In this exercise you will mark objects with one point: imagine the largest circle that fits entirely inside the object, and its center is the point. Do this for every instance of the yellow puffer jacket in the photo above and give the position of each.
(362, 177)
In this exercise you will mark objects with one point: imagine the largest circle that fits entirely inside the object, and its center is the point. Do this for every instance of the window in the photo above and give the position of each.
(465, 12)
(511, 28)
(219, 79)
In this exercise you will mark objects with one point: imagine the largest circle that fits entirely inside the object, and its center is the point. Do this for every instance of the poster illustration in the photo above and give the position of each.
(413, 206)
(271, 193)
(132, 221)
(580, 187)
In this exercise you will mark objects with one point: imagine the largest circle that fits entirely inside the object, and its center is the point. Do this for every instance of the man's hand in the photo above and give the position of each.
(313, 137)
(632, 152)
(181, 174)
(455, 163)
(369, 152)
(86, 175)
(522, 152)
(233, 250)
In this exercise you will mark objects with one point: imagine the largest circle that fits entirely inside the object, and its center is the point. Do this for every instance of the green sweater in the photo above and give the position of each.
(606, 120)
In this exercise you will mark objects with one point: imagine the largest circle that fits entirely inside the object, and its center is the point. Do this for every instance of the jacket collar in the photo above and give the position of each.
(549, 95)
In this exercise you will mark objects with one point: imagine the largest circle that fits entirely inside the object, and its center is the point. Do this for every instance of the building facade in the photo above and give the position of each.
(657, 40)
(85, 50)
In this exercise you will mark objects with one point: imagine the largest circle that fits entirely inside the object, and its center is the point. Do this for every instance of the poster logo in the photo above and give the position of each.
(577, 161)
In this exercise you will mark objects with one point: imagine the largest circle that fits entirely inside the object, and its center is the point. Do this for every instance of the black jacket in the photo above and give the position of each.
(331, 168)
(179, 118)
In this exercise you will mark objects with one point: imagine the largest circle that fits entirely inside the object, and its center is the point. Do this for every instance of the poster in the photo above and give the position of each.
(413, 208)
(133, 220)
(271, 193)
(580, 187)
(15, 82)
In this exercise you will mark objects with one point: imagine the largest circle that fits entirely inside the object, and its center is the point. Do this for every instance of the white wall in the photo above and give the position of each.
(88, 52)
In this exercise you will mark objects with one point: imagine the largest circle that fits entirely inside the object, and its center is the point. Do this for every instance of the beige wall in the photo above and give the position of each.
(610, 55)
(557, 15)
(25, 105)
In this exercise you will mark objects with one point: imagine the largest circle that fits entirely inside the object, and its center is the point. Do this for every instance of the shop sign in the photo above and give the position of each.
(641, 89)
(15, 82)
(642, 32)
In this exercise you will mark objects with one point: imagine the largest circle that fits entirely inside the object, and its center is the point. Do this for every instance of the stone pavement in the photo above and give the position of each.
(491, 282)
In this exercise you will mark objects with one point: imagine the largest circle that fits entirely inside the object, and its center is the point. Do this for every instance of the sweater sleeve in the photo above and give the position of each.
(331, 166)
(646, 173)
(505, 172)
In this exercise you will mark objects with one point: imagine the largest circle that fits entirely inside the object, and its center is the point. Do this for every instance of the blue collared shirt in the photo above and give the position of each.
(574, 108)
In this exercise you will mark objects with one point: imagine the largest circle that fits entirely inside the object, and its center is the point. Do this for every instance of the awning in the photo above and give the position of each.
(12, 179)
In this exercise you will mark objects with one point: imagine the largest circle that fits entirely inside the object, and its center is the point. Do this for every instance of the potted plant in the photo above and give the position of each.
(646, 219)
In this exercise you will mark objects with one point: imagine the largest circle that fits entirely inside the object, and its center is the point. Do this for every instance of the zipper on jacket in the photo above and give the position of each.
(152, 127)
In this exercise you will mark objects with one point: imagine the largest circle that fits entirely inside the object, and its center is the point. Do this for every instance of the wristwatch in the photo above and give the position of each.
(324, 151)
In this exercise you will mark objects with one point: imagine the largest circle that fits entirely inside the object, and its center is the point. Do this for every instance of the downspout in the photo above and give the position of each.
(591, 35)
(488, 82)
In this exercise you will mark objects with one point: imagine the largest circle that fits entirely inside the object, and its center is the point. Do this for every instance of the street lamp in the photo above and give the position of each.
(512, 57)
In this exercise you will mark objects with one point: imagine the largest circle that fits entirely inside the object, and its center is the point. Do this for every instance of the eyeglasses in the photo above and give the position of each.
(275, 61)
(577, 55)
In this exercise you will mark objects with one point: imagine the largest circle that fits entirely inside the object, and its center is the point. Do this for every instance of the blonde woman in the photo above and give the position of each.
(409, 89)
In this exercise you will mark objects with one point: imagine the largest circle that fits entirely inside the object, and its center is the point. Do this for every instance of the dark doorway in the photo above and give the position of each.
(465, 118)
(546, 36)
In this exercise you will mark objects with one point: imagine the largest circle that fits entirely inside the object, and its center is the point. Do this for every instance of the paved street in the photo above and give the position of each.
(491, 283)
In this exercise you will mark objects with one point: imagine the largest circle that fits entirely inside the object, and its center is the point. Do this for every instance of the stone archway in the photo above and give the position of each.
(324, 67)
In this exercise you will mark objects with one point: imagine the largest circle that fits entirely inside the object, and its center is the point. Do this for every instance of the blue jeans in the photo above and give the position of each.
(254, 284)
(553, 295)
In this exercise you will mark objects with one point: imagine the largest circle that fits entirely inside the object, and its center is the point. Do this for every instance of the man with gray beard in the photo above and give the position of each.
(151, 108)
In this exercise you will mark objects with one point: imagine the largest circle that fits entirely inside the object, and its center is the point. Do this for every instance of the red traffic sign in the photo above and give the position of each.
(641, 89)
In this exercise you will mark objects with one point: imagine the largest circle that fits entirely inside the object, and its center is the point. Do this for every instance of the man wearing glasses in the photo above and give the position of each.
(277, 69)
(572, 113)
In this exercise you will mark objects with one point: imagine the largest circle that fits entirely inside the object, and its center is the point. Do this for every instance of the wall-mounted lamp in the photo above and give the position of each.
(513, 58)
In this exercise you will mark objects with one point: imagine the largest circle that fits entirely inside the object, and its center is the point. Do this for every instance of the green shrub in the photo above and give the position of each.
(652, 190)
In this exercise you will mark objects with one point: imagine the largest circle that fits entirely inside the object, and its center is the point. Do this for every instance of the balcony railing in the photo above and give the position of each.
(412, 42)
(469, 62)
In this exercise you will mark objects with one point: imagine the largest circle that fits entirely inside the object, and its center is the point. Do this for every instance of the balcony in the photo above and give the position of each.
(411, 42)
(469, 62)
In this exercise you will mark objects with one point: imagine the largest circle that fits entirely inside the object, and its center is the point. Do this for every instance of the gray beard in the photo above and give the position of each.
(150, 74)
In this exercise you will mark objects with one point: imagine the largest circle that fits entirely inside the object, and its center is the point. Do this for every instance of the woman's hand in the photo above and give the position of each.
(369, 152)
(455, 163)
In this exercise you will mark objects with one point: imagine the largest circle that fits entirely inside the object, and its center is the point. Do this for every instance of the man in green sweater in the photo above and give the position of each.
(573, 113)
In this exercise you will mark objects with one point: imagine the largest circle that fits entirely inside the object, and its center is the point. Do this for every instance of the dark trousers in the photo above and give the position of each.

+===+

**Problem:** Output the whole listing above again, word for word.

**Result:**
In this exercise you will mark objects with one point: imagine the largest circle that fits entirely inside the object, and its center is the point. Do this for every instance of the yellow puffer jacket in the photo above and give the position of each.
(362, 177)
In this exercise you will mark objects with one point: imagine the largest circle that fits entirely inside the object, and its center is the point. Do this for every instance of the window in the photo above and give the position of each.
(465, 12)
(511, 28)
(219, 79)
In this exercise you will mark objects with one point: imagine the largest circle that fits entirely inside the object, and its center is the point. Do this for every instance of the poster illustration in the photo above and give the position of each.
(413, 206)
(271, 193)
(132, 221)
(580, 187)
In this exercise you will mark objects with one point: imagine the largest circle that fits entirely inside the object, and its center is the point. Do this for every instance of the man's hand in the photo above and give the position of each.
(313, 137)
(632, 152)
(181, 174)
(455, 163)
(369, 152)
(86, 175)
(522, 152)
(233, 250)
In this exercise you will mark objects with one point: imagine the largest circle that fits entirely inside the object, and its center is the point. Do this for every instance of the green sweater in the photo above and give the position of each.
(606, 120)
In this exercise you will mark objects with one point: imagine the largest circle that fits entirely inside the object, and its center is the point. Do this for every instance of the jacket collar in the photo above and give the position of each.
(549, 95)
In this exercise you will mark objects with one point: imagine the largest circle that fits entirely inside the object, and its center is the point. Do this for every instance of the building facade in the photo above and give the position of each.
(657, 40)
(85, 50)
In this exercise you will mark objects with one point: imagine the largest circle that fits entirely inside the object, and its center is the point. Do this for every instance of the poster logo in the photo above and give the position of each.
(577, 161)
In this exercise you will mark objects with one point: imagine the largest circle that fits entirely inside the object, and its center is the point. Do this for every instance of the black jacket in the photo above and give the position of each.
(331, 168)
(179, 118)
In this exercise you will mark objects with one point: imagine the largest circle that fits entirely inside the object, and its center is the point. Do this for every instance of the poster in the photo above and give the position of each.
(413, 208)
(133, 220)
(271, 193)
(580, 187)
(15, 82)
In this exercise you will mark objects with one point: imagine the largest circle that fits entirely inside the object, and its center is the point. Do this for every instance of the white wall in the photo above and give the position of each.
(88, 52)
In this exercise you will mark objects with one point: imagine the largest circle that fits entirely inside the object, and its center is the point. Do this for every instance of the beige wall in the photo above and give the position of each.
(610, 55)
(557, 15)
(25, 105)
In this exercise you will mark objects with one point: imagine the largest circle that fits entirely inside the object, and its center is the point. Do this for every instance of the shop sign in the photo above and give the position of each.
(641, 89)
(15, 82)
(642, 32)
In this exercise you will mark objects with one point: imagine the largest circle that fits entirely inside the object, and its center is the point. Do this for every instance of the stone pavement in the photo above and give the position of each.
(491, 282)
In this exercise you will mark objects with one point: imagine the largest circle that fits entirely inside the object, and its center is the point. Do this for every instance of the sweater sleeve in the photo above and give the position of each.
(331, 166)
(646, 173)
(505, 172)
In this exercise you will mark objects with one point: imagine the largest circle that fits entirely inside the object, and its center is the point. Do this for every instance of the blue collared shirt in the photo above and give the position of each.
(574, 108)
In this exercise you will mark objects with one point: imagine the largest circle that fits entirely inside the object, and its center is the point. Do this for every instance of the awning in the photo above and give the position of each.
(12, 179)
In this exercise you will mark objects with one point: imagine the largest circle that fits entirely inside the object, and its center is the point. Do this for every instance of the potted plant in the photo above and give the position of each.
(646, 219)
In this exercise you will mark objects with one point: imagine the largest circle that fits entirely inside the object, and its center is the point. Do this for every instance of the zipper on jacket in the photo above and give the position of each.
(152, 127)
In this exercise you will mark objects with one point: imagine the largest circle that fits entirely inside the object, and its center is the point. Do this for every instance of the wristwatch in the photo above and give the position of each.
(324, 151)
In this exercise you will mark objects with one point: imagine the largest circle that fits entirely inside the object, and its center is the point. Do this for every instance of the downspout in the photo above and give the position of each.
(591, 35)
(488, 82)
In this exercise you will mark objects with one point: imagine the largest circle that fits entirely inside the object, and its center is the point. Do this for every instance of the street lamp in the photo above and give the position of each.
(512, 57)
In this exercise you will mark objects with one point: imagine the largest circle that fits entirely inside the object, and its center is the point. Do this for every instance of the eyeglasses in the photo above and give the position of each.
(275, 61)
(577, 55)
In this exercise you will mark objects with one point: imagine the largest circle that fits entirely inside the object, and its center is the point. Do this for every instance of the blonde woman in the photo above and give the position of each.
(409, 89)
In this exercise you will mark objects with one point: imagine the largest circle that fits entirely inside the object, and its center is the point. Do this for every instance of the dark doorway in the photo above and give the position of each.
(465, 118)
(546, 36)
In this exercise you will mark objects with one point: imagine the largest circle that fits entirely inside the object, and its center is the point. Do this for every instance of the paved street in the photo above and give the position of each.
(491, 283)
In this exercise you will mark objects with one point: imagine the largest circle that fits entirely inside the object, and its center is the point. Do this for every instance of the stone archway in the photo above and give the position of each.
(324, 67)
In this exercise you will mark objects with one point: imagine the largest circle that fits entirely inside the object, and its center is the point. Do this for every instance of the blue jeans in the photo above and give the position of each.
(254, 284)
(553, 295)
In this exercise you will mark objects with one point: imagine the largest circle that fits entirely inside the object, and its center is the point. Do this for every instance of the man with gray beard in the photo above and give the position of each.
(151, 108)
In this exercise you will mark objects with one point: imagine the largest circle that fits entirely inside the object, and its center is the point. Do this for every instance of the red traffic sign in the photo above and give the position of each.
(641, 89)
In this exercise you will mark objects with one point: imagine the largest circle that fits entirely inside the object, and its center is the point. Do this for every instance of the man wearing glasses in the photo above and give the position of each.
(277, 69)
(572, 113)
In this exercise you will mark objects with one point: imagine the largest circle that fits entirely inside the object, and its center is the point. Do this for every instance of the wall-mounted lamp in the photo above and give the position of each.
(513, 58)
In this exercise you will mark objects with one point: imagine the largest circle that fits entirely inside the object, and its center is the point. Do this for every instance of the green shrub in the photo above and give the position of each.
(652, 190)
In this exercise you will mark objects with one point: imagine the largest circle that fits entirely inside the object, and its center is the point. Do this for every instance of the balcony railing in the photo above and give the position of each.
(412, 42)
(469, 62)
In this exercise you will mark objects with one point: imagine the largest circle that fits entirely inside the object, and its center is the point. Do this for every instance of the balcony in the photo above and give the position of each.
(411, 42)
(469, 62)
In this exercise you will mark objects with one point: imagine the largest circle that fits entirely inside the object, and its center is the point. Do this for every instance of the gray beard in the photo above and give the position of each.
(150, 74)
In this exercise you will mark objects with one point: imagine the largest circle that fits entirely inside the object, and its center is the point. Do this for every instance of the woman's hand in the photo above and give the position of each.
(369, 152)
(455, 163)
In this exercise you will mark objects with one point: imagine the largest circle that fits entirely inside the object, and its center is the point. Do this for every instance of the man in green sweater in the photo above and give the position of each.
(573, 113)
In this exercise you will mark objects with one point: imagine the largest circle that fits entirely inside the object, and its center is the point. Do this for every instance of the dark trousers in the photo above and give the position of each.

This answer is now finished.